Exercise instructions: Write out all of the entries below word for word, changing nothing.

Records for this task:
##############################
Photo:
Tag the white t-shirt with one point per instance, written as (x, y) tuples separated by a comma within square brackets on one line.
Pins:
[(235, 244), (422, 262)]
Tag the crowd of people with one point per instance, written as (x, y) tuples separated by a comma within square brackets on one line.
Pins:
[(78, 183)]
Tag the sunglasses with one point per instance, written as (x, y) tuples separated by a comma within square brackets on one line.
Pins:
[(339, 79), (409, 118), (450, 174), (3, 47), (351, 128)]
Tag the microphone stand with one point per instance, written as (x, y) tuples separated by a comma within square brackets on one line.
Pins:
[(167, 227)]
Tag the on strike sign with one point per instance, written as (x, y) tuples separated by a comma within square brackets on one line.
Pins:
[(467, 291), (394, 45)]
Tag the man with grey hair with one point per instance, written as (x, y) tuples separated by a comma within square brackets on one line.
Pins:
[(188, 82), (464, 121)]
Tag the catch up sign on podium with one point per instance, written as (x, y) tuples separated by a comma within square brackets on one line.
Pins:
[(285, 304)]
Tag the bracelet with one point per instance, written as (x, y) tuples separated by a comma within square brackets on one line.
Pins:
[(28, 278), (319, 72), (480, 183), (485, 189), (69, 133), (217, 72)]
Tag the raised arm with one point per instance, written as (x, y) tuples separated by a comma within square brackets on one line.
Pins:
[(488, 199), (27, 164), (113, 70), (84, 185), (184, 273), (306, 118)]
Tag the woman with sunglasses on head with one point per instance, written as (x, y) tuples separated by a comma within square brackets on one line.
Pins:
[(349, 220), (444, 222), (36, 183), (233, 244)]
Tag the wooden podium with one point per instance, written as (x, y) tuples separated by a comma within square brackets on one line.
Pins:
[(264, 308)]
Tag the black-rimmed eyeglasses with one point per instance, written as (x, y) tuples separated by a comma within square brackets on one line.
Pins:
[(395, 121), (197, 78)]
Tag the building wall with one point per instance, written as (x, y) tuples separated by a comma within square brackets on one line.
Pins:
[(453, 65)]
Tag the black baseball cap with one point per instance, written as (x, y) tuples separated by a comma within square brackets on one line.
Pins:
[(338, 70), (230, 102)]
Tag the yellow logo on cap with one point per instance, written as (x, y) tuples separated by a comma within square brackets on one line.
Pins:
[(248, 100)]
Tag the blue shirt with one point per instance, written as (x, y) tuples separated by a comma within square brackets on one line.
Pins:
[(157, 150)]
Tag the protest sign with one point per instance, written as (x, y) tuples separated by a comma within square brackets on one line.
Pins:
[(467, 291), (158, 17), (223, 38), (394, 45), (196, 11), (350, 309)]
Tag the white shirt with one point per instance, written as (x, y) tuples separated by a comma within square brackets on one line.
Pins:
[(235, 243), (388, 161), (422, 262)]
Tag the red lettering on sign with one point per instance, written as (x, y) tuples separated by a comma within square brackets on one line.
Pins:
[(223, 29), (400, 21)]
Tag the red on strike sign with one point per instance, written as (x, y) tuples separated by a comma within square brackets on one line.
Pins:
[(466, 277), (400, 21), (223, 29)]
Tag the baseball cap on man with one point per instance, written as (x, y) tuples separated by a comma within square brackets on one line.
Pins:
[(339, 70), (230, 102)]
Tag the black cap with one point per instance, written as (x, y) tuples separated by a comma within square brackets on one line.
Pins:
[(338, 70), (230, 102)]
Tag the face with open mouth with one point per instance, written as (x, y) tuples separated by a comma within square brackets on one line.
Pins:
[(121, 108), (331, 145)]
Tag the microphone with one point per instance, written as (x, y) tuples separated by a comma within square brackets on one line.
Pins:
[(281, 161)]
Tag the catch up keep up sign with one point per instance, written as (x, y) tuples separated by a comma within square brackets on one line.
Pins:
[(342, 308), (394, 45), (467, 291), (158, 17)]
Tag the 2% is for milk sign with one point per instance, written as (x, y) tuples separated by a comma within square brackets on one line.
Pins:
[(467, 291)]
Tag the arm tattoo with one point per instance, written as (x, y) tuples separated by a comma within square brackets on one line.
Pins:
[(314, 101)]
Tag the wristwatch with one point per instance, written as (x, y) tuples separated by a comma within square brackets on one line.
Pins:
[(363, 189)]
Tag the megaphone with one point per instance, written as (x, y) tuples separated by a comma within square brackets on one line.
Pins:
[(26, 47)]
##############################
Output of the exercise:
Photo:
Tag the white t-shirt with one point per instance, written as (x, y) tuples separated by a comma within square brackets on one line.
Pins:
[(235, 244), (422, 262)]
Tag the crowd of people with one point per instance, written as (x, y) tuples separated by a comma within square brackets on one line.
Pins:
[(78, 183)]
Tag the sunglasses with one point per instance, written as (x, y) tuples separated by a comma within square brackets on one line.
Pins:
[(339, 79), (409, 118), (450, 174), (3, 47), (351, 128)]
Tag the microphone stand with one point per instance, written as (x, y) tuples separated by a comma within square brackets on one line.
Pins:
[(167, 227)]
Tag the on strike sign with one point per instance, written as (x, y) tuples separated by a comma within square brackets on one line.
Pins:
[(467, 291), (394, 45)]
Tag the man with grey hair with one point per instance, written as (x, y) tuples separated by a comma within square brackets on one line.
Pins:
[(188, 82), (464, 121)]
Tag the catch up sign on podium with one point per instance, written as (x, y) tuples separated by a comma within square brackets on one line.
Pins:
[(285, 304)]
Tag the bracelet with one point per instance, written as (x, y) tuples separated by a comma within square brackets on one line.
Pins:
[(28, 278), (319, 72), (480, 183), (485, 189), (69, 133), (217, 72)]
Tag the raised arm with one point per instance, written as (x, y) tuples separated by a comma within square brackets on one line.
Pins:
[(488, 199), (27, 164), (113, 70), (84, 185), (184, 273), (306, 118)]
Tag the woman with sunglasses on head with one point per instance, written as (x, y) tuples separated by a comma within square brackets on one line.
Pins:
[(349, 220), (444, 222), (36, 183), (233, 244)]
Tag the wooden podium with one point per instance, written as (x, y) tuples separated by a comma within square brackets on one line.
Pins:
[(264, 308)]
Tag the black-rimmed eyeglasses with one point per instance, written as (x, y) tuples separated by a comma within square brackets on one line.
Pins:
[(395, 121), (197, 78)]
Tag the building wall with one point per instance, written as (x, y) tuples separated by a comma within square brackets on one line.
Pins:
[(453, 65)]
Tag the black baseball cap with one point per instance, written as (x, y) tuples separated by a comma within square brackets on one line.
Pins:
[(338, 70), (230, 102)]
Tag the yellow logo on cap with one point per instance, written as (x, y) tuples separated by a comma within square brackets on one line.
Pins:
[(248, 100)]
Tag the blue shirt with one point per instance, written as (x, y) tuples separated by a comma within square brackets on one line.
Pins:
[(157, 150)]
Tag the protest sign with one point per instance, written as (x, y) tuples separated by a comma within square brackets on one line.
Pins:
[(467, 291), (158, 17), (223, 38), (394, 45), (196, 11), (350, 309)]
Tag the white shirt with one point per instance, written as (x, y) tuples separated by a comma within square brackets on one line.
Pins:
[(235, 243), (388, 161), (422, 262)]
Tag the red lettering on sign with one point per instance, written as (x, y) tuples separated by a comma within square brackets on one line.
Pins:
[(223, 29), (400, 21)]
Tag the red on strike sign with one point per instance, written as (x, y) tuples separated by a comma within square brackets on one line.
Pins:
[(466, 277), (400, 21), (223, 29)]
Tag the baseball cap on man with one point per instance, written as (x, y) tuples separated by a comma within square brackets on one line.
Pins:
[(339, 70), (230, 102)]
Tag the black cap with one point per instance, written as (x, y) tuples separated by a comma within square brackets on one line.
Pins:
[(338, 70), (230, 102)]
Tag the face with open mouth with one point per instance, written as (x, y) tuples separated by a comma within square brackets on one line.
Pins:
[(121, 108), (331, 145)]
Tag the microphone with one point per instance, written as (x, y) tuples separated by a comma within square brackets on one line.
Pins:
[(281, 161)]
Tag the catch up keep up sign with one point per instance, written as (x, y) tuples separated by a comma within square brackets on one line.
Pins:
[(342, 308), (394, 45), (467, 291), (158, 17)]
Tag the 2% is for milk sign with one point per instance, written as (x, y) tuples separated by a comma within square brackets on one line.
Pins:
[(467, 291)]
Tag the arm tattoo with one point per instance, written as (x, y) tuples separated by a comma within square brackets on one line.
Pins:
[(314, 101)]
Tag the wristwatch with one point per instance, written as (x, y) tuples separated by a comma within square brackets on one line.
Pins:
[(363, 189)]
Tag the megaphone with one point per instance, written as (x, y) tuples separated by a comma within square brackets on one line.
Pins:
[(26, 47)]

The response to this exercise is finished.